### Extrait du document
Gaztambide fut pourtant un compositeur important en son époque, auteur lyrique prolifique certes, mais aussi l’un des prometteurs infatigables, avec en particulier le génial Francisco Barbieri (1823-1894), de la renaissance de la zarzuela. Projet vite concrétisé par l’inauguration en 1856 à Madrid du Teatro de la Zarzuela, le théâtre spécialisé (à l’image de l’Opéra-Comique à Paris). Il laisse nombre d’œuvres lyriques, bien accueillies de son vivant et qui pour certaines (El juramento, « Le Serment », de 1858, ou Una vieja, « Une Vieille », de 1860) ont peu ou prou perduré par la suite.

### Consigne donnée A
Remplacez "prolifique" par "fécond" dans le passage de l'extrait sur Gaztambide qui va de "Gaztambide fut pourtant" à "par la suite.", puis réécrivez ce passage.
### Consigne donnée B
Répondez brièvement à ces questions sur l'extrait consacré à Gaztambide :
(i) En quelle année le Teatro de la Zarzuela a-t-il été inauguré à Madrid ?
(ii) Quelles sont les années de naissance et de mort de Francisco Barbieri ?
(iii) De quelle année date Una vieja ?

### Relevé de données
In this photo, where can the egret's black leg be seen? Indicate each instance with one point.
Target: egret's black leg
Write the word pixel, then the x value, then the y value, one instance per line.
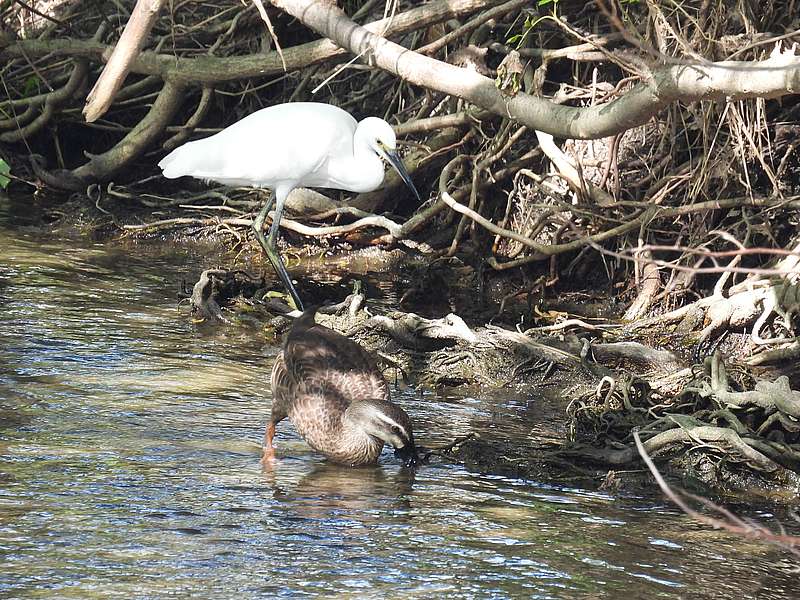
pixel 269 246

### Réponse complète A
Gaztambide fut pourtant un compositeur important en son époque, auteur lyrique fécond certes, mais aussi l’un des prometteurs infatigables, avec en particulier le génial Francisco Barbieri (1823-1894), de la renaissance de la zarzuela. Projet vite concrétisé par l’inauguration en 1856 à Madrid du Teatro de la Zarzuela, le théâtre spécialisé (à l’image de l’Opéra-Comique à Paris). Il laisse nombre d’œuvres lyriques, bien accueillies de son vivant et qui pour certaines (El juramento, « Le Serment », de 1858, ou Una vieja, « Une Vieille », de 1860) ont peu ou prou perduré par la suite.

### Réponse complète B
(i) En 1856.
(ii) 1823 et 1894.
(iii) De 1860.